-- PASSAGE FOR REVIEW --
The voice on the helpline message for the Bar Association of San Francisco’s (BASF) Conflict Intervention Service quaked with fear: “Please help me. I’m an elderly gay man with HIV. My roommate brings a stranger home every night.

He laughs when I plead for him to follow the rules. If I catch the virus, I will die.”

It was late in the afternoon on Friday the thirteenth this past March. As panicked calls from distressed people cascaded into the helpline, the Conflict Intervention Service (CIS) faced its greatest challenge.

Earlier in the day, San Francisco Mayor London Breed had announced an eviction moratorium, relieving many residents but triggering confusion at the same time. An unprecedented shelter-in-place order was rumored. It followed on Monday, March 16, effective immediately across the Bay Area.

-- EXERCISE DATA --
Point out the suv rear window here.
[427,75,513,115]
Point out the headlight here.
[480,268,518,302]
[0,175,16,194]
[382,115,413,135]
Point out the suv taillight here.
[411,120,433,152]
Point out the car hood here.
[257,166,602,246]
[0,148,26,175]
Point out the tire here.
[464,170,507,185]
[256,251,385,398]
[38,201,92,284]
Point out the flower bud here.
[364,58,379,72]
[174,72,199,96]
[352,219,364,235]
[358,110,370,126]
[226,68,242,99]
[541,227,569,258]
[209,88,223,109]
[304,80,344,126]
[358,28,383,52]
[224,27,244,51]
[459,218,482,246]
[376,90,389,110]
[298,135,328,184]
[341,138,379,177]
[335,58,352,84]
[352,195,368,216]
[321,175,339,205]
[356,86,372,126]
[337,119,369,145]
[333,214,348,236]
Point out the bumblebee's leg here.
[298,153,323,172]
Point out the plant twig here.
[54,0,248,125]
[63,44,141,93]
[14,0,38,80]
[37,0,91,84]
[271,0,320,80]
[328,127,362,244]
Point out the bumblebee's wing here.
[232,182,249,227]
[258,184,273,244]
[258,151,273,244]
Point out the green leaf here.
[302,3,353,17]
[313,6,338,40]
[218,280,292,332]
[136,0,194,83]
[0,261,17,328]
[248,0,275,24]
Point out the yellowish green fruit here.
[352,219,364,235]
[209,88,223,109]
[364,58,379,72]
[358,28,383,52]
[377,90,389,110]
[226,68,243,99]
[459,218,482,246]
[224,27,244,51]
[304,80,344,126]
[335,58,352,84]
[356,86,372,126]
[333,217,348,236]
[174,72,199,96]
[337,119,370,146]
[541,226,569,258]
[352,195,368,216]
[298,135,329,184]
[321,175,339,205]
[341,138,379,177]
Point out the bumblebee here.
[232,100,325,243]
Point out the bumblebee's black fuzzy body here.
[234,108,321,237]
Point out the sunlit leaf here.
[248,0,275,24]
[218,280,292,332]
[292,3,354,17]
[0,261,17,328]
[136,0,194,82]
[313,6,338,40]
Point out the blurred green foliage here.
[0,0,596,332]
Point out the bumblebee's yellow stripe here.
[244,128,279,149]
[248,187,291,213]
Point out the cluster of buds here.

-- PROBLEMS TO WORK ON --
(a) According to the passage on the Conflict Intervention Service, on what day and date did the shelter-in-place order follow?
(b) From the passage on the Conflict Intervention Service, write out the part that opens with the words containing "He laughs when" and closes with "its greatest challenge.".

-- LIST OF ANSWERS --
(a) Monday, March 16

(b)
He laughs when I plead for him to follow the rules. If I catch the virus, I will die.”

It was late in the afternoon on Friday the thirteenth this past March. As panicked calls from distressed people cascaded into the helpline, the Conflict Intervention Service (CIS) faced its greatest challenge.